TASK BRIEF -
Select all lines in the records that include "photo".

(Point-per-instance localization data)
"""

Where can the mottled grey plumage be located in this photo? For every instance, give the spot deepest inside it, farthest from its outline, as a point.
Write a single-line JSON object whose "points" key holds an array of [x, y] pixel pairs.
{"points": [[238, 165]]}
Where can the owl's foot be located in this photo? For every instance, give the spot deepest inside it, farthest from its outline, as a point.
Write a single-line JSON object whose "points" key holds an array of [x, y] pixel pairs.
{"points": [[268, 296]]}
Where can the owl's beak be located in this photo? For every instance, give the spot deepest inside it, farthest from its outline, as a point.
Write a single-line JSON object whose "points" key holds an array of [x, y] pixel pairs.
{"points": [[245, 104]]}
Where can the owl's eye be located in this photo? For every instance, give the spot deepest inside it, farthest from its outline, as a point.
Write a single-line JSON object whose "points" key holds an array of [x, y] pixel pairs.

"""

SOLUTION TO THE EXERCISE -
Where can the mottled grey plumage be located in this photo? For every instance, give the spot deepest inside it, farthest from its outline, as a point.
Where can the owl's foot be located in this photo? For every instance, give the spot deepest inside it, farthest from its outline, as a point.
Where can the owl's beak be located in this photo? For every instance, give the spot deepest inside it, farthest from its outline, as a point.
Where can the owl's eye be located in this photo? For every instance, give the spot deepest inside it, farthest from its outline, as a point.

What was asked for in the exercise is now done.